START Article
ABC Densities

$\newcommand{\ystar}{y^{*}} \newcommand{\Ycal}{\mathcal{Y}} \newcommand{\isample}{^{(i)}} \newcommand{\kernel}{p_{\epsilon}(\ystar \mid y)} \newcommand{\tkernel}{\tilde{p}_{\epsilon}(\ystar \mid y)} \newcommand{\jointABCpost}{p_{\epsilon}(\theta, y \mid \ystar)} \newcommand{\like}{p(y \mid \theta)} \newcommand{\prior}{p(\theta)} \newcommand{\truepost}{p(\theta \mid \ystar)} \newcommand{\ABCpost}{p_{\epsilon}(\theta \mid \ystar)} \newcommand{\ABClike}{p_{\epsilon}(\ystar \mid \theta)} \newcommand{\Ebb}{\mathbb{E}}$

ABC Posterior and ABC Kernel

In the previous subsection, we realised that we need a way to compare the simulated data $y$ and the observed data $\ystar$. Suppose that we have sampled a parameter value from the prior $\theta \sim p(\theta)$ and generated an auxiliary dataset with that parameter value $y \sim p(y \mid \theta)$. We could weight the sample $(y, \theta)\sim p(y \mid \theta) p(\theta)$ by a function that measures the similarity between $y$ and $\ystar$. We call this function a normalized kernel function and we denote it by $\kernel$ where $\epsilon$ is the tolerance or bandwidth parameter. The result of this sampling and weighting operation is that we are sampling from the following density $$ (y, \theta) \sim \jointABCpost \propto \kernel \like \prior. $$ which we call the augmented ABC posterior. Of course our original aim was to sample from $\truepost$ so we need to marginalize out the auxiliary dataset $y$ to obtain an approximate parameter posterior density, which we call ABC posterior $$ \ABCpost = \int_{\Ycal} \jointABCpost dy \propto \int_{\Ycal} \kernel \like \prior dy = \ABClike \prior. $$ In right-hand side of the expression above we have defined the ABC likelihood as a convolution between the true likelihood and the normalized kernel function $$ \ABClike = \int_{\Ycal} \kernel \like dy. $$ This convolution operation has a simple interpretation if you break it down: given a parameter value $\theta$ the ABC likelihood is formed as a weighted average of the true likelihood and the normalized kernel function. This operation smoothes out the intractable likelihood. In practice, this marginalization operation is performed simply by dropping the auxiliary dataset: the remaining $\theta$ samples will be from $\ABCpost$.
END Article
START Data provided
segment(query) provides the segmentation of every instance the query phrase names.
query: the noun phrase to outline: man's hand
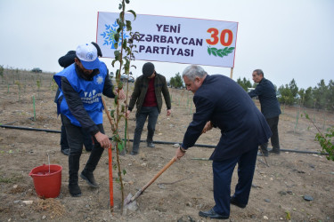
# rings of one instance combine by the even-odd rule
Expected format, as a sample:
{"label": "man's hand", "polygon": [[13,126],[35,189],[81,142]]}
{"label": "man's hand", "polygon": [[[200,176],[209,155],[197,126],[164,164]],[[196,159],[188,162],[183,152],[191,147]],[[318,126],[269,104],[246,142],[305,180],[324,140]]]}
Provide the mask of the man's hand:
{"label": "man's hand", "polygon": [[105,149],[110,147],[111,143],[107,135],[104,135],[103,133],[99,131],[98,133],[94,135],[94,137],[96,140],[100,143],[101,147],[103,147]]}
{"label": "man's hand", "polygon": [[126,94],[124,93],[124,91],[123,91],[123,89],[122,90],[120,90],[120,91],[118,91],[118,89],[116,89],[116,92],[119,92],[118,93],[118,98],[119,98],[119,99],[126,99]]}
{"label": "man's hand", "polygon": [[126,110],[126,119],[129,118],[130,114],[131,114],[131,111],[127,109],[127,110]]}
{"label": "man's hand", "polygon": [[210,121],[208,121],[204,126],[202,133],[206,133],[207,131],[210,131],[213,128],[213,125]]}
{"label": "man's hand", "polygon": [[185,151],[182,151],[180,147],[176,149],[175,156],[174,157],[175,161],[180,160],[185,155]]}

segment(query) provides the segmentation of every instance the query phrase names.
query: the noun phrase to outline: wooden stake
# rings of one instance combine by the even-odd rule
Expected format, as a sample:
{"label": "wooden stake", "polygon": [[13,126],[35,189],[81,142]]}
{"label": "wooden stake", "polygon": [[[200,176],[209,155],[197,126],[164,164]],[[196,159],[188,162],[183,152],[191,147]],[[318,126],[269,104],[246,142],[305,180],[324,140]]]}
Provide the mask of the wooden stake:
{"label": "wooden stake", "polygon": [[233,68],[234,67],[231,67],[231,74],[230,74],[230,78],[233,78]]}
{"label": "wooden stake", "polygon": [[108,148],[109,155],[109,194],[110,199],[110,210],[114,210],[114,186],[112,182],[112,153],[111,153],[111,144]]}

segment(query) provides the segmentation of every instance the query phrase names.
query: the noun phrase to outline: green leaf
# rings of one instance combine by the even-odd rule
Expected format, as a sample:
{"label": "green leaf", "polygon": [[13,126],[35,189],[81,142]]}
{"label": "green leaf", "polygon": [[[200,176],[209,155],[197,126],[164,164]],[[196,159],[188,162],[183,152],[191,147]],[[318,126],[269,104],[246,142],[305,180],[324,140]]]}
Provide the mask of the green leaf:
{"label": "green leaf", "polygon": [[137,15],[135,14],[135,12],[133,10],[129,10],[127,12],[131,12],[134,15],[134,20],[136,19],[136,17],[137,17]]}
{"label": "green leaf", "polygon": [[111,111],[110,111],[110,115],[111,115],[111,117],[112,118],[115,118],[115,109],[112,109]]}
{"label": "green leaf", "polygon": [[224,56],[222,55],[222,53],[220,53],[220,52],[217,52],[216,54],[217,54],[219,57],[221,57],[221,58],[224,57]]}
{"label": "green leaf", "polygon": [[211,48],[211,52],[214,56],[216,56],[216,48]]}
{"label": "green leaf", "polygon": [[124,41],[123,41],[123,49],[126,49],[126,39],[125,39]]}
{"label": "green leaf", "polygon": [[132,30],[131,21],[126,20],[126,31],[131,31],[131,30]]}

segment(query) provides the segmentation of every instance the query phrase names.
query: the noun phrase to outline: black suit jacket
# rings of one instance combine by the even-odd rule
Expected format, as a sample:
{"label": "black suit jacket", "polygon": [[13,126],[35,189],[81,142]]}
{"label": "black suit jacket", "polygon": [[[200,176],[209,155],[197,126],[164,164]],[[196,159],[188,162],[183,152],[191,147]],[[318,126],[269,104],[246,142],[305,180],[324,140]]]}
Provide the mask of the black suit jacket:
{"label": "black suit jacket", "polygon": [[207,75],[193,97],[196,113],[184,134],[182,147],[192,147],[208,121],[221,130],[222,136],[210,159],[236,157],[268,141],[272,136],[265,116],[248,94],[233,80]]}
{"label": "black suit jacket", "polygon": [[279,116],[281,114],[280,103],[276,98],[276,91],[269,80],[263,78],[254,91],[248,95],[258,96],[261,104],[261,112],[266,119]]}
END Data provided
Written instruction ::
According to the article on ABC densities, why must the auxiliary dataset y be marginalized out of the augmented ABC posterior?

Answer ::
The original aim was to sample from the true parameter posterior p(θ | y*), not from a joint density over parameters and auxiliary data. Integrating y out of the augmented ABC posterior yields an approximate posterior for the parameter alone, which the article calls the ABC posterior.